───── Trecho ─────

Diante de um crime emblemático, envolvendo personagens do cenário político no Brasil, o surgimento de uma nova versão sobre as mortes de PC Farias e Suzana Marcolino marcou o caso de maior repercussão nacional da década de 90. O laudo pericial confeccionado pelo médico legista George Sanguinetti foi na contramão das investigações e apontou para um duplo homicídio ocorrido dentro da casa de praia do empresário, na noite do dia 23 de junho de 1996. “O crime não foi passional, passional foi o primeiro inquérito”, pontuou.
Como era um caso sem possíveis testemunhas, baseado somente em provas técnicas e cientificas, Sanguinetti derrubou a tese do médico legista Badan Palhares, que apontava o caso como um crime passional, onde Suzana teria assassinado PC e se matado logo em seguida. Após 17 anos do crime, que mudou sua vida, Sanguinetti recebeu a reportagem do CadaMinuto em sua residência e lembrou de pontos que o ajudou a comprovar sua tese.
O médico legista entrou nas investigações dois anos após as mortes, mas sempre contestou a versão oficial da Polícia alagoana. A pedido do juiz Alberto Jorge de Barros, Sanguinetti realizou diversos estudos usados para escrever livro “A Morte de PC Farias: O Dossiê de Sanguinetti”, que lhe rendeu o prêmio Jabuti de literatura, em 1998.
Sanguinetti afirma que vários indícios encontrados na cena do crime e nos corpos das vítimas o conduziram para a conclusão de um duplo homicídio. Em uma das ilustrações de sua obra, o legista argumenta que pela projeção da bala que atingiu PC Farias e a posição do corpo, Suzana estaria levitando ao efetuar o disparo.
Segundo ele, o empresário não foi morto no quarto e os corpos foram arrumados na cama. “Quem praticou o crime fez uma maquiagem muito grosseira, tão grosseira que consegui descobrir”, enfatizou Sanguinetti acrescentando que pela posição que supostamente Suzana efetuou o tiro em seu peito, o projétil teria atingido, no mínimo, o assoalho da cama e não a parede com uma altura de 80 cm.
Outro ponto questionado pelo legista foi a falta de impressões digitais na arma do crime. O revólver calibre 38 pertencia à Suzana, que segundo familiares, a época, comprou para a sua segurança. “A arma estava em distância de quase dois metros do corpo de Suzana e não apresentava digitais, nem da própria Suzana, que teria deflagrado os disparos. O tiro no corpo de Suzana foi à queima roupa e um tiro à queima roupa é característica de homicídio”, enfatizou.
“PC foi morto logo após o jantar e Suzana passou mais de cinco horas sendo torturada. Durante a perícia no corpo de Suzana foram encontrados sinais de espancamento no seu rosto, tanto que na época a família questionou um hematoma em sua testa, mas o Badan Palhares justificou dizendo que era livores cadavéricos. Mas, os livores cadavéricos não desaparecem após 16 hora da morte e Badan só chegou a Alagoas 15 dias após o crime. Suzana foi vítima de uma grande farsa, ela estava no local errado e na hora errada”, acrescentou.

───── Linhas fornecidas ─────

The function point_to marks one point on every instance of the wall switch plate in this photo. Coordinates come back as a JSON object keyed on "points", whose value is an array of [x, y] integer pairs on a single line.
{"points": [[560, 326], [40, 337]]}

─────
───── Linhas fornecidas ─────

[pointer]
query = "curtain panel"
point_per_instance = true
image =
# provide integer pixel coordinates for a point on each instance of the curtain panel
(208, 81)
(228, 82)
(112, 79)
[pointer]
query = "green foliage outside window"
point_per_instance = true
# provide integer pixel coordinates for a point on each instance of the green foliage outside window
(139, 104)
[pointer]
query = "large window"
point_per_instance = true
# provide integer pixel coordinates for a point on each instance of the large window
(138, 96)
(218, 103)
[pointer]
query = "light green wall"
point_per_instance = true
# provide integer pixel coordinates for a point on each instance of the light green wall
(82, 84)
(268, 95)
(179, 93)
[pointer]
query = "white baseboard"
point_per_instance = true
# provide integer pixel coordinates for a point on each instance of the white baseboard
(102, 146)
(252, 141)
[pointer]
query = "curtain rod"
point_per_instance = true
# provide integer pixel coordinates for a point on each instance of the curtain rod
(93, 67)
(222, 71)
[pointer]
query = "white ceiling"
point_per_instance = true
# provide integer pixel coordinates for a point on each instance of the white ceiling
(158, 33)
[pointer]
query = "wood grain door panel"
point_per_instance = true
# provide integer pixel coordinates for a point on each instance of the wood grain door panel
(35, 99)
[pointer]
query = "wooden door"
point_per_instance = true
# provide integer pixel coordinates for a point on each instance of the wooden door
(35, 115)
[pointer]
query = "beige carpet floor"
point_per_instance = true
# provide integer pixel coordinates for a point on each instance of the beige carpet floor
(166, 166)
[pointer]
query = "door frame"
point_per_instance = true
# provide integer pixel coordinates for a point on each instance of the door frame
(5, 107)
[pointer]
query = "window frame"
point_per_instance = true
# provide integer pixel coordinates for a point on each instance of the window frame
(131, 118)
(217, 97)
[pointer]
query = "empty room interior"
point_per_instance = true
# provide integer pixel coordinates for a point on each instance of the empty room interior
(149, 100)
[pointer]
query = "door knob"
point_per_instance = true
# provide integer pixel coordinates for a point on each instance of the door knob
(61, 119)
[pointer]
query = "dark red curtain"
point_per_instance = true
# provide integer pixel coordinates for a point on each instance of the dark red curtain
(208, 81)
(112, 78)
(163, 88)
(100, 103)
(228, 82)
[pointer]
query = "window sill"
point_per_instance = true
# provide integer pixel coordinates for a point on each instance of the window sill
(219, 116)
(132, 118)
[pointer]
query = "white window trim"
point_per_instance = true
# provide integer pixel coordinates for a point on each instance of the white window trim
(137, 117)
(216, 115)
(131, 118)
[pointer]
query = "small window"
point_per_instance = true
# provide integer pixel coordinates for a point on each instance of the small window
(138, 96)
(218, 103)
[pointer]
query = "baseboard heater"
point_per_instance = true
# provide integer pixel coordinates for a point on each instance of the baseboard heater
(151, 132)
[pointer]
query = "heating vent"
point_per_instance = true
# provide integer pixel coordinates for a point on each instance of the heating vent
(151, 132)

─────
───── Linhas fornecidas ─────

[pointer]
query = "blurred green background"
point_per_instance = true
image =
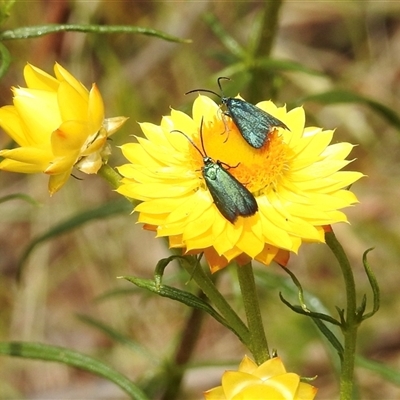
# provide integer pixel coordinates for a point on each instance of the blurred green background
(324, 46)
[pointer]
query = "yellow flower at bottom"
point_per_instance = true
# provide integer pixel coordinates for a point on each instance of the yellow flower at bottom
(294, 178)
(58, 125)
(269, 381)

─────

Reproduza, sem qualquer alteração, a passagem do trecho que vai de "Sanguinetti afirma que" até "altura de 80 cm.".

Exercício resolvido
Sanguinetti afirma que vários indícios encontrados na cena do crime e nos corpos das vítimas o conduziram para a conclusão de um duplo homicídio. Em uma das ilustrações de sua obra, o legista argumenta que pela projeção da bala que atingiu PC Farias e a posição do corpo, Suzana estaria levitando ao efetuar o disparo.
Segundo ele, o empresário não foi morto no quarto e os corpos foram arrumados na cama. “Quem praticou o crime fez uma maquiagem muito grosseira, tão grosseira que consegui descobrir”, enfatizou Sanguinetti acrescentando que pela posição que supostamente Suzana efetuou o tiro em seu peito, o projétil teria atingido, no mínimo, o assoalho da cama e não a parede com uma altura de 80 cm.